____ Text
Or render a specific page:

PDF Page To Image
├── file: document.pdf
├── page: 1 (1-based)
└── scale: 2.0 (for high resolution)
    │
    ▼
Image (PNG)

Extract Text with AI

For complex PDFs with mixed layouts:

AI Extract Document
├── file: complex_document.pdf
├── model: GPT-4 Vision
└── extract_images: true
    │
    ▼
Markdown text with structure preserved

What AI extraction handles:

Multi-column layouts
Tables and charts
Handwritten text
Mixed text and images
Scanned documents

Example: Invoice Processing Pipeline

Quick Action Event (pdf_files: Array<Path>)
    │
    ▼
For Each pdf_file
    │
    ▼
AI Extract Document
    │
    ▼
Extract Knowledge (Invoice Schema)
├── vendor: String
├── invoice_number: String
├── date: Date
├── line_items: Array<{description, quantity, price}>
└── total: Number
    │
    ▼
Insert to Database ──▶ Return summary

Excel Processing

Read/Write Cells

Excel Read Cell
├── file: report.xlsx
├── sheet: "Sales"
└── cell: "B5"
    │
    ▼
Value: 45230.00

Excel Write Cell
├── file: report.xlsx
├── sheet: "Sales"
├── cell: "C5"
└── value: "Processed"

Manage Worksheets

Get Sheet Names (file)
    │
    ▼
["Sales", "Inventory", "Summary"]

New Worksheet
├── file: report.xlsx
└── name: "Q4 Results"

Copy Worksheet
├── source: template.xlsx
├── source_sheet: "Template"
├── target: report.xlsx
└── target_sheet: "January"

Loop Through Rows

Process all rows in a worksheet:

For Each Row (file: data.xlsx, sheet: "Customers")
________
____ Extracted records
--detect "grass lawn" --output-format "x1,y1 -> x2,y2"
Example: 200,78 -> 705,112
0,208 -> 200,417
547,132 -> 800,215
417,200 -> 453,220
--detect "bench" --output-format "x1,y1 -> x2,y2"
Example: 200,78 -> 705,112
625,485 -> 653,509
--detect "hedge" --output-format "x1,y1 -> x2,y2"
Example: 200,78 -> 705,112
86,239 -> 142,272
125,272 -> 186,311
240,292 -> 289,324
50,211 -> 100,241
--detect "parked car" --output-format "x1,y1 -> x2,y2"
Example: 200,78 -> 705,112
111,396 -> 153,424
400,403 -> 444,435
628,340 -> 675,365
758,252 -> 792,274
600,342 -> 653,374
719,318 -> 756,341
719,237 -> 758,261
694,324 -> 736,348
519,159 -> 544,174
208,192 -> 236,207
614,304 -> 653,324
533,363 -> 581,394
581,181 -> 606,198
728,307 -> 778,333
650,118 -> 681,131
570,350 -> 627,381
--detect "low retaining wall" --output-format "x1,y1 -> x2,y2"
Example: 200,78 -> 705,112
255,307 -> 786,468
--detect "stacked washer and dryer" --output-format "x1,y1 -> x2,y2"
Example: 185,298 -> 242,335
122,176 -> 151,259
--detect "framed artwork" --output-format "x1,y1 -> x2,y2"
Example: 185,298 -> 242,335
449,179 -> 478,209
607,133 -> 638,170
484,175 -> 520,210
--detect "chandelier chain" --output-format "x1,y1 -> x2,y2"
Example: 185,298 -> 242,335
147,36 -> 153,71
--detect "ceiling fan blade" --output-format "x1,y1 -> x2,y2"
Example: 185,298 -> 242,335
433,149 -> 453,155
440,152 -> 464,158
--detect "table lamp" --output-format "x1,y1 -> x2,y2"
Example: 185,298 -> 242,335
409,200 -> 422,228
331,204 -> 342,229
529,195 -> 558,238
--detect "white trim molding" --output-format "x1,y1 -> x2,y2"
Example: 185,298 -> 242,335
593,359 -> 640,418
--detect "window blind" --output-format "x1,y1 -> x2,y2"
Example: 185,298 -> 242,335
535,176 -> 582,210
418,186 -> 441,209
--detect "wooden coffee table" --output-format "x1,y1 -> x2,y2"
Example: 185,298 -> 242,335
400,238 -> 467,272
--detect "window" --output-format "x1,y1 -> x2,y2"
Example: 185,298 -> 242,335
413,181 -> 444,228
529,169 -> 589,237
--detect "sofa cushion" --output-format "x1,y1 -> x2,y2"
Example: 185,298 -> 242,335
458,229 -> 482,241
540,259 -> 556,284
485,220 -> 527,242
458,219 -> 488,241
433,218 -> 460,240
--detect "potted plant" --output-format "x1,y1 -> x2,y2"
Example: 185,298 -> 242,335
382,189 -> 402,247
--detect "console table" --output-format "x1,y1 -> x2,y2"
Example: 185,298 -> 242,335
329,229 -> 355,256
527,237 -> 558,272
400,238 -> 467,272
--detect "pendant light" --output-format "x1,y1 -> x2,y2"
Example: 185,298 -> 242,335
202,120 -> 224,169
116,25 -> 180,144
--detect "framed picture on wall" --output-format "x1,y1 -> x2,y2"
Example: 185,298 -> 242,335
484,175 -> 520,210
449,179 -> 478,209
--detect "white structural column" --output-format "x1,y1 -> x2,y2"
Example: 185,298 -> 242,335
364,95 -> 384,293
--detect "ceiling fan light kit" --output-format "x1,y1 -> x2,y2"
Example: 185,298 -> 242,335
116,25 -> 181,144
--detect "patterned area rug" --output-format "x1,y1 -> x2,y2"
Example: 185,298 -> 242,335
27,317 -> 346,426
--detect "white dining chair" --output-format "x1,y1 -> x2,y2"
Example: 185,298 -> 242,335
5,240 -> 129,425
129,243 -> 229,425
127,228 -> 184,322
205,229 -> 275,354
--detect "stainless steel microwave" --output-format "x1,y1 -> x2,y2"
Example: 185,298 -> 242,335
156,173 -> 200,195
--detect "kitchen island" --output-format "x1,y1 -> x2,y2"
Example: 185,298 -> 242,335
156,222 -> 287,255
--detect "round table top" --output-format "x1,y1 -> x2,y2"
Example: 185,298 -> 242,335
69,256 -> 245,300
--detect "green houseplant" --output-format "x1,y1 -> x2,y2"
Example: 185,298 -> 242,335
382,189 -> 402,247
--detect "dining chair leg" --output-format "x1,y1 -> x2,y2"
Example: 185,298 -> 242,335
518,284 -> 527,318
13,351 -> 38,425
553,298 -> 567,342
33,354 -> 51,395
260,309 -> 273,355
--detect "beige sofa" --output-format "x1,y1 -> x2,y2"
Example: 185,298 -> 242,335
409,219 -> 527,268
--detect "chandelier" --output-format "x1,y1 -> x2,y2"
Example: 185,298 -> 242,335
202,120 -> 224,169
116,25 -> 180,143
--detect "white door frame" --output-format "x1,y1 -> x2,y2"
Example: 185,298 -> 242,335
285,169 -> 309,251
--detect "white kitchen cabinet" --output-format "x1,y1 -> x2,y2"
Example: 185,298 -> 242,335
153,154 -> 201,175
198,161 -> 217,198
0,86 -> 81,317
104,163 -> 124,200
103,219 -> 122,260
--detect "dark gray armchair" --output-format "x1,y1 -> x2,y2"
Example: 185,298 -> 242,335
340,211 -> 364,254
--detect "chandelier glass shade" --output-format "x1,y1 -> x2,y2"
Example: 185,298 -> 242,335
________
— Requirement 1 —
In the PDF and Excel processing text, substitute "Receipt Schema" for "Invoice Schema" in the stretch from "Example: Invoice Processing" through "Knowledge (Invoice Schema)".
— Requirement 2 —
Condense the part of the PDF and Excel processing text that begins "What AI extraction handles" into a single sentence that keeps every item it lists.
— Requirement 3 —
Carry on the PDF and Excel processing text from the point where it stops.

— Expected answer 1 —
Example: Invoice Processing Pipeline

Quick Action Event (pdf_files: Array<Path>)
    │
    ▼
For Each pdf_file
    │
    ▼
AI Extract Document
    │
    ▼
Extract Knowledge (Receipt Schema)

— Expected answer 2 —
AI extraction handles multi-column layouts, tables and charts, handwritten text, mixed text and images, and scanned documents.

— Expected answer 3 —
    │
    ├── row.A ──▶ customer_id
    ├── row.B ──▶ name
    └── row.C ──▶ email
    │
    ▼
Process each customer

Extract Tables Intelligently

For messy Excel files with multiple tables:

AI Extract Tables
├── file: messy_report.xlsx
├── model: GPT-4
└── Strategy determined by AI
    │
    ▼
Array of structured tables

The AI:

Analyzes the spreadsheet structure
Identifies table boundaries
Determines headers
Extracts clean data

Microsoft 365 Excel

Work with Excel files in OneDrive/SharePoint:

Microsoft Provider (OAuth)
    │
    ▼
List Excel Worksheets
├── file_id: "abc123"
└── site_id (optional for SharePoint)
    │
    ▼
Read Excel Range
├── sheet: "Data"
└── range: "A1:D100"
    │
    ▼
Array of rows

CSV Processing

Stream Large Files

Process CSV files without loading everything into memory:

Buffered CSV Reader (large_file.csv)
    │
    ▼
For Each batch (1000 rows)
    │
    ▼
Process batch ──▶ Insert to database

Convert to Database

Load CSV into queryable format:

Create Database (lance_db)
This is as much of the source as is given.